* **Task to complete**:
Could you set down every line of the listing below word for word, without changing anything?

= = =

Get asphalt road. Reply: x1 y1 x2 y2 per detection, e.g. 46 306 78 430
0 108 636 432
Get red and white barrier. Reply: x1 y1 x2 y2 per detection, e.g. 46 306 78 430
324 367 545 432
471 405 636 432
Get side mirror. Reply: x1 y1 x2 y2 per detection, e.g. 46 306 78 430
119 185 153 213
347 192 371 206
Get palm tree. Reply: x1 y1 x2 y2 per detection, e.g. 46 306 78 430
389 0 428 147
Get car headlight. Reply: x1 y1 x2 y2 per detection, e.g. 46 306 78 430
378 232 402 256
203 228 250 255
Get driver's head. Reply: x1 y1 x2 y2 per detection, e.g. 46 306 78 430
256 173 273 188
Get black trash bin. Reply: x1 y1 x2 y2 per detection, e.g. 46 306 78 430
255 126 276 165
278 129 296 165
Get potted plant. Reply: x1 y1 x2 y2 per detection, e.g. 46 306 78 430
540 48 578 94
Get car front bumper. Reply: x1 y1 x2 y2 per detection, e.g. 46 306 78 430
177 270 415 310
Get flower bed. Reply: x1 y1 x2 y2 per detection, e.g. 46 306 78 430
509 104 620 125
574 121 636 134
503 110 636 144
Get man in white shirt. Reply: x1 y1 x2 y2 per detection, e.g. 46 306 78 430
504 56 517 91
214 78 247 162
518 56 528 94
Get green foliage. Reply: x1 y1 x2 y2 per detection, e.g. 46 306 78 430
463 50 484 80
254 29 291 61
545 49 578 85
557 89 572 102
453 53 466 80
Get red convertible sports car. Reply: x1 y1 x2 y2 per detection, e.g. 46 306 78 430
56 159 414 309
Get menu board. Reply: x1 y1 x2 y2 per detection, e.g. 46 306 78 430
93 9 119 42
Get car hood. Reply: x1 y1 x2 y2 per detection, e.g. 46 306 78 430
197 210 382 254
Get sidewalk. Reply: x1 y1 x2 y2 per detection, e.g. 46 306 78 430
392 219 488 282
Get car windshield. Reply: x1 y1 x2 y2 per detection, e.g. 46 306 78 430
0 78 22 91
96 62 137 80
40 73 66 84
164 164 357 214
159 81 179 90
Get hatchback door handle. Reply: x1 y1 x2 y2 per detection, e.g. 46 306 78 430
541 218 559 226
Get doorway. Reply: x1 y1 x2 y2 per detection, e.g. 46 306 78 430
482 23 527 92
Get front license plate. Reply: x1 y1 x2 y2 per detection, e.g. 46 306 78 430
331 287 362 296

= = =

* **The solution**:
Get asphalt road. Reply: x1 y1 x2 y2 per detection, e.g. 46 306 78 430
0 108 636 432
Get red and white barrier. Reply: x1 y1 x2 y2 per detection, e.g. 46 306 78 430
324 367 545 432
471 405 636 432
Get side mirror. Reply: x1 y1 x2 y2 per detection, e.g. 46 306 78 430
119 185 153 213
347 192 371 206
Get palm tree. Reply: x1 y1 x2 y2 per detection, e.g. 46 306 78 430
389 0 428 147
Get car headlight. Reply: x1 y1 x2 y2 per detection, e.g. 46 306 78 430
378 232 402 256
203 228 250 255
Get driver's head. Reply: x1 y1 x2 y2 per detection, e.g. 46 306 78 430
256 173 273 188
Get black trash bin. Reply: x1 y1 x2 y2 per detection, e.g. 46 306 78 430
255 126 276 165
278 129 296 165
Get potted plant. Reply: x1 y1 x2 y2 per detection, e.g. 46 306 78 430
540 48 578 94
Get car front bumper. Reply: x1 y1 x2 y2 per detection, e.g. 46 306 78 430
177 270 415 310
Get flower bed. Reply: x1 y1 x2 y2 per detection, e.g. 46 306 78 430
509 104 620 125
574 121 636 134
503 110 636 144
Get man in white shirt. Reply: x1 y1 x2 y2 per detection, e.g. 46 306 78 430
504 56 517 91
214 78 247 162
518 56 528 94
Get green foliage. Reply: x1 y1 x2 y2 per detection, e.g. 46 306 78 430
463 50 484 80
254 29 291 61
545 49 578 85
557 89 572 102
453 53 466 80
Get red convertible sports car. Reply: x1 y1 x2 y2 per detection, e.g. 46 306 78 430
56 159 414 309
Get menu board. Reply: x1 y1 x2 y2 per detection, e.g. 46 306 78 430
93 9 119 42
Get car hood. Reply: x1 y1 x2 y2 per detection, e.g. 46 306 78 430
197 210 382 254
Get sidewalk. Reply: x1 y1 x2 y2 per detection, e.g. 46 306 78 430
392 219 488 282
Get car windshield. Reply: x1 y1 x2 y2 per detection, e.g. 46 306 78 430
0 78 22 91
96 62 137 80
40 73 66 84
164 164 357 214
159 81 179 90
Get hatchback door handle. Reply: x1 y1 x2 y2 per detection, e.g. 46 306 78 430
541 218 559 226
Get doorway. Reply: x1 y1 x2 y2 per detection, e.g. 46 306 78 430
482 23 527 92
Get front license plate. Reply: x1 y1 x2 y2 per detection, e.g. 46 306 78 430
331 287 362 296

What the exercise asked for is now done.